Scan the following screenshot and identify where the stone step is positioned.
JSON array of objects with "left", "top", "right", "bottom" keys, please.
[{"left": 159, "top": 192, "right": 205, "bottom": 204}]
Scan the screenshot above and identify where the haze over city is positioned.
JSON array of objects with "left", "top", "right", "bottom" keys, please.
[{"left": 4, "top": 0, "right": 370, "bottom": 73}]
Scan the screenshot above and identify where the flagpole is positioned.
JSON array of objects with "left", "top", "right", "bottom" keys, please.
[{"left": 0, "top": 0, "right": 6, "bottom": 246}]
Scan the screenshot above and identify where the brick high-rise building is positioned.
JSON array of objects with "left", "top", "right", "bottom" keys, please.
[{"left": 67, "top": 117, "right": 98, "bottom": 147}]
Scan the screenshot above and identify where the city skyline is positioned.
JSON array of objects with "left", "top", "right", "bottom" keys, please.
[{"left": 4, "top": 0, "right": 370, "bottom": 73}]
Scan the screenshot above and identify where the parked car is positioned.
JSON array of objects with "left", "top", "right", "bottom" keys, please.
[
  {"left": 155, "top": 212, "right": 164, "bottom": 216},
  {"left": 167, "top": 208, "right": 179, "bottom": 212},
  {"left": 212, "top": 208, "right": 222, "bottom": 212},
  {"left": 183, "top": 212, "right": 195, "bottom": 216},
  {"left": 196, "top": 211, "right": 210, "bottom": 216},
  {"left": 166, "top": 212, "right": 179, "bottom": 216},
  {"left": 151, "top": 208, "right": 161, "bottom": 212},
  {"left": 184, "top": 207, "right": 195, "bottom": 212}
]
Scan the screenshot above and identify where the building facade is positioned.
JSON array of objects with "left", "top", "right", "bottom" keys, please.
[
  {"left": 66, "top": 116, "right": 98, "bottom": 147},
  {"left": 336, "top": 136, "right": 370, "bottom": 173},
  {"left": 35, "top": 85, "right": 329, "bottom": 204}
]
────
## [TASK REQUIREMENTS]
Restate the entries above word for word, beginning with their first line and ending with the line holding "Scan the screenshot above and identify where the flagpole"; omit everything else.

## [RESULT OF THE EXERCISE]
Scan the following screenshot and identify where the stone step is positioned.
JSON array of objects with "left", "top", "right", "bottom" keys, please.
[{"left": 159, "top": 192, "right": 205, "bottom": 204}]
Scan the screenshot above and identify where the haze over city is positioned.
JSON array of objects with "left", "top", "right", "bottom" keys, please.
[{"left": 4, "top": 0, "right": 370, "bottom": 73}]
Scan the screenshot above and identify where the flagpole is positioned.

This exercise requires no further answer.